Study text START
The curious never fail to ask me what happened.
The curious are mostly people I have never met and am not likely to see again,
but noticing my uneven gait, they feel the need to ask. I don’t feel obliged to tell
them, but propriety dictates that I respond, so I say I was injured while
sliding into third base. Invariably they pause, eyes scanning me from head to
toe (is my nose growing?) and then laugh, guessing my answer is too
preposterous to be true. I join in their laughter, and we move on.
The truth is, I
popped my knee just walking across the room. I say popped because that was the sound it made an instant before my leg buckled
and I landed on the floor in an undignified heap. As I recall, I was wearing
sensible shoes that day, not flip flops, not pointy toes or platforms, not high
heels. In fact I was dressed in a manner well befitting my sixty-plus years.
But nobody told my knees.
Knees are peculiar
objects. They’re designed to bend in one direction, but only so far. They act as shock absorbers, protecting the body from jarring motions, bending at
angles that enhance walking, running, jumping and jogging or they hold steady for standing, locked into place by the sheer will of the knee owner, and nothing else. Mine must have
forgotten how to function, for they just buckled. I tore the meniscus in one
knee, fell to the floor, and suffered yet another of the many indignities of aging.
I get the feeling
it’s expected that the twenty-first century, sixty-year-old should be able to
see as clearly, work-out as strenuously, eat as sparingly, move as nimbly,
speak as fluently, sleep as peacefully, love as passionately, and laugh as
heartily as the forty-year-old of past decades.
Not so!
Study text END
Data shown START
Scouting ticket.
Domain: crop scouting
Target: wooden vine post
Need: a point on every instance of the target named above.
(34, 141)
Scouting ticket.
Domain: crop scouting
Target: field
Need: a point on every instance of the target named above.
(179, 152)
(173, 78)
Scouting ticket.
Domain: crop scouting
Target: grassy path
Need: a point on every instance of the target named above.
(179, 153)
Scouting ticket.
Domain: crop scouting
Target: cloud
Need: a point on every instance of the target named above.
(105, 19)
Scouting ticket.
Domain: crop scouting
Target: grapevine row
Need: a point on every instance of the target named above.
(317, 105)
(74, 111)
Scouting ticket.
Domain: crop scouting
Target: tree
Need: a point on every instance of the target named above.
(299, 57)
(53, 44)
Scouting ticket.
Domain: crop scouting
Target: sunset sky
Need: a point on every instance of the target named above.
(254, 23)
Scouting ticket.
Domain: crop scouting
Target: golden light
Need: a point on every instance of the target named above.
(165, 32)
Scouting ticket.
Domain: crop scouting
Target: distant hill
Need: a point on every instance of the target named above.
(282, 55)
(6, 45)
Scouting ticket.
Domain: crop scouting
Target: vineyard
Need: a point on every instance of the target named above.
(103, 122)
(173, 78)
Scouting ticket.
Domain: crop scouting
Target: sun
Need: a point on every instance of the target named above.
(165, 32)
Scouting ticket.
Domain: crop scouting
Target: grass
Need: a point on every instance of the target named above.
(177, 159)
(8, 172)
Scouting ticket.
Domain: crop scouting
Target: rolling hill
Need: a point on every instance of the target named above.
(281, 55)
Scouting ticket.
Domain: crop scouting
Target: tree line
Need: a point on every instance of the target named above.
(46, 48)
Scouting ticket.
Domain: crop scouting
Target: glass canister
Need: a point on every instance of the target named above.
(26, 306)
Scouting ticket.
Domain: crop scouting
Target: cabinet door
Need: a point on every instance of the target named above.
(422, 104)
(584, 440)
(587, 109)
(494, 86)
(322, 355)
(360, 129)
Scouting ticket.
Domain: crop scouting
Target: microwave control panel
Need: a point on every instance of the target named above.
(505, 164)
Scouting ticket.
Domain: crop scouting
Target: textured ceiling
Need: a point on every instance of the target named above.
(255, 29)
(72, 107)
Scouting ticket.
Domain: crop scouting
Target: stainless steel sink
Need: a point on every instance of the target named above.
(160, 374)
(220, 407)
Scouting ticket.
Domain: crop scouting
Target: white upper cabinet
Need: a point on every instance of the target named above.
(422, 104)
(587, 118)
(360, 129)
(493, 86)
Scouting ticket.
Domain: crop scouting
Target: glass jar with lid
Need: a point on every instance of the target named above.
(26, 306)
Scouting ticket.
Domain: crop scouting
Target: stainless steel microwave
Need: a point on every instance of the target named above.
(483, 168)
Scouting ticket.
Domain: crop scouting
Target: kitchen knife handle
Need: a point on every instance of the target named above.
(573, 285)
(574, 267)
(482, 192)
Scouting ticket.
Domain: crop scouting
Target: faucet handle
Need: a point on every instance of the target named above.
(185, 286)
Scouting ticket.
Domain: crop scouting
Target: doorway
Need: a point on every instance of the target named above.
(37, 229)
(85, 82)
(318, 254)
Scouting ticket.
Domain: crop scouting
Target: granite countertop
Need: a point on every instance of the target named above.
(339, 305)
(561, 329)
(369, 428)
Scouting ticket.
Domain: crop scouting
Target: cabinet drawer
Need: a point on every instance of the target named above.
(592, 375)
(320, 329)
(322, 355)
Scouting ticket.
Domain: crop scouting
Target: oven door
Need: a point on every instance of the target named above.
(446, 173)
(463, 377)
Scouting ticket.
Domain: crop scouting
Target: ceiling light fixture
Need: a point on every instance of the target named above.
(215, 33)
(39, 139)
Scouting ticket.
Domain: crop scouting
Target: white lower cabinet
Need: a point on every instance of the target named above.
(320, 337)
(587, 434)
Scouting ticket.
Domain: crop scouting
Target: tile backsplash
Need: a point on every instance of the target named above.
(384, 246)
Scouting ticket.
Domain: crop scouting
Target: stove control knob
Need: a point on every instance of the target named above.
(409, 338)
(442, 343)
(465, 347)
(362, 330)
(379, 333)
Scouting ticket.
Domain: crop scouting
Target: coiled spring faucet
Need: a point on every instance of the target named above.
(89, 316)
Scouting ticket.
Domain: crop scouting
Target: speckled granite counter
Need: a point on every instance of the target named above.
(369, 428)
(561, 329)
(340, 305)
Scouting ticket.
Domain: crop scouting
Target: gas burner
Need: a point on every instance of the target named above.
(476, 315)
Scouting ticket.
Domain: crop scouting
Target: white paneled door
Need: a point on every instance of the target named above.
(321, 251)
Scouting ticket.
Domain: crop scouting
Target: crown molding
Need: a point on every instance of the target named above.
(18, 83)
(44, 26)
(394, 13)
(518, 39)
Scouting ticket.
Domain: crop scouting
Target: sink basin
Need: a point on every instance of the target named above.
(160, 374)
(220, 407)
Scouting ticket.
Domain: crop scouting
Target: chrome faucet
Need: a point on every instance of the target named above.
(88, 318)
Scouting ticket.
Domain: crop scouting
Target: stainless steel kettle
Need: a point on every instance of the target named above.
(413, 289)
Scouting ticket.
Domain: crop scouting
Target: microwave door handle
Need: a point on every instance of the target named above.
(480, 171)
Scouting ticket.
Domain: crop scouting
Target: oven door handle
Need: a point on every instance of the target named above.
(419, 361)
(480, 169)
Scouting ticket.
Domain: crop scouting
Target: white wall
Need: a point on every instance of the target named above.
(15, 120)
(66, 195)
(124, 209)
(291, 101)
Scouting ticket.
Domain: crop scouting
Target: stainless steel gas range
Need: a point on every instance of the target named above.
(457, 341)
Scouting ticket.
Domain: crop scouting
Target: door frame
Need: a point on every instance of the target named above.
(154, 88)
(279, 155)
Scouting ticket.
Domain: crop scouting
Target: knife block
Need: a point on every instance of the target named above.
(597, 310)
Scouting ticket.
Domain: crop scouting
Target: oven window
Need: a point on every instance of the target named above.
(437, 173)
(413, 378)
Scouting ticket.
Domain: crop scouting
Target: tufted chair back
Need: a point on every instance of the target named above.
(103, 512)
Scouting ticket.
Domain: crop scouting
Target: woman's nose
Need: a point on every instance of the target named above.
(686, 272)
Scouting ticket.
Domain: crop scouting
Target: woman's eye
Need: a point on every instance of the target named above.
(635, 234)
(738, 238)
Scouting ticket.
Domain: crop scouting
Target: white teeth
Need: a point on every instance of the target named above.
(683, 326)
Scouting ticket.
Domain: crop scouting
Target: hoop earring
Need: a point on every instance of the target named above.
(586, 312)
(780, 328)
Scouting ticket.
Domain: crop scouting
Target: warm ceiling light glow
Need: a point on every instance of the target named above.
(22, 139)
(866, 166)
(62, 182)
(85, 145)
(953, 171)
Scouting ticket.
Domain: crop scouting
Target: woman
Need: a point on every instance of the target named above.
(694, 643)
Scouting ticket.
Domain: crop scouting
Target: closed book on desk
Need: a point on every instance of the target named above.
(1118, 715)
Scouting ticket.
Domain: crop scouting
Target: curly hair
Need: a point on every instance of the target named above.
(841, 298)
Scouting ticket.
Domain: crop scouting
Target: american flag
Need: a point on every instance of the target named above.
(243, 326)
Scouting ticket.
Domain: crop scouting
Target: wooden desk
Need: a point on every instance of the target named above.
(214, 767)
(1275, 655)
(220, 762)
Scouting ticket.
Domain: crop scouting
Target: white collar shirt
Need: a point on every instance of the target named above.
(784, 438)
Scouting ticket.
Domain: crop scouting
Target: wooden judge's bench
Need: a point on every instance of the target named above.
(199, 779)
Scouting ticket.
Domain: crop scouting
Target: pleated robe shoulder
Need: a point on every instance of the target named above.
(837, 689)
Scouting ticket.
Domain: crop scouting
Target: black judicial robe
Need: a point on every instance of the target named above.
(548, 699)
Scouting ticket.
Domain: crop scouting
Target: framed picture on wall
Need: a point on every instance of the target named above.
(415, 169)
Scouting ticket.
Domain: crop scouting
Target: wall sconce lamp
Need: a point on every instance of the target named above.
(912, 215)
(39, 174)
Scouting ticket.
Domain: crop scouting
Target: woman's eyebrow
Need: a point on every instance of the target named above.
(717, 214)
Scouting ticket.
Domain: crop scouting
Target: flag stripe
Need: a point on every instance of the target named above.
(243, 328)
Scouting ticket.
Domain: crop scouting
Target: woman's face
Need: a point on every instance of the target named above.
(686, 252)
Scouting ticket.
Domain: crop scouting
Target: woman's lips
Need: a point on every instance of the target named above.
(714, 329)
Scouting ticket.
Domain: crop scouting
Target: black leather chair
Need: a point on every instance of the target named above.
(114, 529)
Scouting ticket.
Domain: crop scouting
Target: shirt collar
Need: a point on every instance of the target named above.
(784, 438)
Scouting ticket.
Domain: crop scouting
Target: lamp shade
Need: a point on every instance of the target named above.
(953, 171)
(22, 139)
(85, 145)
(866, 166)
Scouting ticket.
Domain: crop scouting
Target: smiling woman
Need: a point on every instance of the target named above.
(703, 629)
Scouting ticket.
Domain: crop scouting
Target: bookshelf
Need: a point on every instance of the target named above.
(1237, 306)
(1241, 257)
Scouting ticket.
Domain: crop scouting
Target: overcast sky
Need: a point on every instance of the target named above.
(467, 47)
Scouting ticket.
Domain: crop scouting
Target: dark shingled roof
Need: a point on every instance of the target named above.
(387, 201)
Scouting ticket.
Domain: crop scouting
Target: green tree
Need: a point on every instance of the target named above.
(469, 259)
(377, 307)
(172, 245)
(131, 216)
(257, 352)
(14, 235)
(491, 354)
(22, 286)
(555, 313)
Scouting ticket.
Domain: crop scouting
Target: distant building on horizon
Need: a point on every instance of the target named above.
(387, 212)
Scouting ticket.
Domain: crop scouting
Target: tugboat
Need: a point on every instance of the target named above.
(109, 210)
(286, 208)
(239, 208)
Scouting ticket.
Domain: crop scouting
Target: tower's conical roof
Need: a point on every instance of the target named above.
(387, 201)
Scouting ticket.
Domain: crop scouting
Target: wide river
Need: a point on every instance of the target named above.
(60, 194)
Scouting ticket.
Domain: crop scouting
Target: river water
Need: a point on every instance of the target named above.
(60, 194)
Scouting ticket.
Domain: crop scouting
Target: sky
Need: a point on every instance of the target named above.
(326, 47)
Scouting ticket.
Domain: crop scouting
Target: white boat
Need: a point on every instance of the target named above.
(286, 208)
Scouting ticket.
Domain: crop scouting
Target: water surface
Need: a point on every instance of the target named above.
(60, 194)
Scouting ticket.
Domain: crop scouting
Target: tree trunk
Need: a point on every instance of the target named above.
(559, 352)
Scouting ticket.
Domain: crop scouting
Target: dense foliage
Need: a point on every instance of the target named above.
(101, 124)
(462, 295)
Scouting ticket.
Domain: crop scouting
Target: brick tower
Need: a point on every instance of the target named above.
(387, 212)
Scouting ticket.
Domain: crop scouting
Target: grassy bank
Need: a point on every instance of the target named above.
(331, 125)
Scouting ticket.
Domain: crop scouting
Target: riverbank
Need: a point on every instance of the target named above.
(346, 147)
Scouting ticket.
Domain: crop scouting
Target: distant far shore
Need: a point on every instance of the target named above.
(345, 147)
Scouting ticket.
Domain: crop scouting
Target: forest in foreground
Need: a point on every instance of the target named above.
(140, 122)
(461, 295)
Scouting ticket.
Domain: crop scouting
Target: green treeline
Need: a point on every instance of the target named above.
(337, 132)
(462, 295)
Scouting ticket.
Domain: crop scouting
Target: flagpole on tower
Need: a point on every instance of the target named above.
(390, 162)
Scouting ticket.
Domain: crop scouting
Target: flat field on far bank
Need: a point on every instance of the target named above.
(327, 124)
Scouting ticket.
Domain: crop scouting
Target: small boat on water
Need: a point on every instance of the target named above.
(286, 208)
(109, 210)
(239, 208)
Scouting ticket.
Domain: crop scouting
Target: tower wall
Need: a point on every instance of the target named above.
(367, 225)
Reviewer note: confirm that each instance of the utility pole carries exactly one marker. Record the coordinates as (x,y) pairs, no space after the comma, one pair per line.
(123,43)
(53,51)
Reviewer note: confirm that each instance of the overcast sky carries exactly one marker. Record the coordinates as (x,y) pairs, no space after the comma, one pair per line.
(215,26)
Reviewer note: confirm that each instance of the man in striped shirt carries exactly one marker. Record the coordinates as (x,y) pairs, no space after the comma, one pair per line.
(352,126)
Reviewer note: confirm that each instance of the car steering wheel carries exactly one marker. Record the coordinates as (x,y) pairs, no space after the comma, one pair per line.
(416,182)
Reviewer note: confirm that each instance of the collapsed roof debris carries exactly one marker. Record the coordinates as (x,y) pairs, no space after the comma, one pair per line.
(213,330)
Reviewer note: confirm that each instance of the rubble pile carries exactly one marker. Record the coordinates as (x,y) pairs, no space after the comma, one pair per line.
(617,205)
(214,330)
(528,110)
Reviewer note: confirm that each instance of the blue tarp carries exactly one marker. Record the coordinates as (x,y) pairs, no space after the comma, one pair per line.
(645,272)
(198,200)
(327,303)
Data shown END
— Problem to work on —
Reproduce the stretch of the essay on aging knees from "Knees are peculiar" through "of past decades.", swapping "meniscus" for "ligament". The rows have no connection to the essay on aging knees.

— Expected answer —
Knees are peculiar
objects. They’re designed to bend in one direction, but only so far. They act as shock absorbers, protecting the body from jarring motions, bending at
angles that enhance walking, running, jumping and jogging or they hold steady for standing, locked into place by the sheer will of the knee owner, and nothing else. Mine must have
forgotten how to function, for they just buckled. I tore the ligament in one
knee, fell to the floor, and suffered yet another of the many indignities of aging.
I get the feeling
it’s expected that the twenty-first century, sixty-year-old should be able to
see as clearly, work-out as strenuously, eat as sparingly, move as nimbly,
speak as fluently, sleep as peacefully, love as passionately, and laugh as
heartily as the forty-year-old of past decades.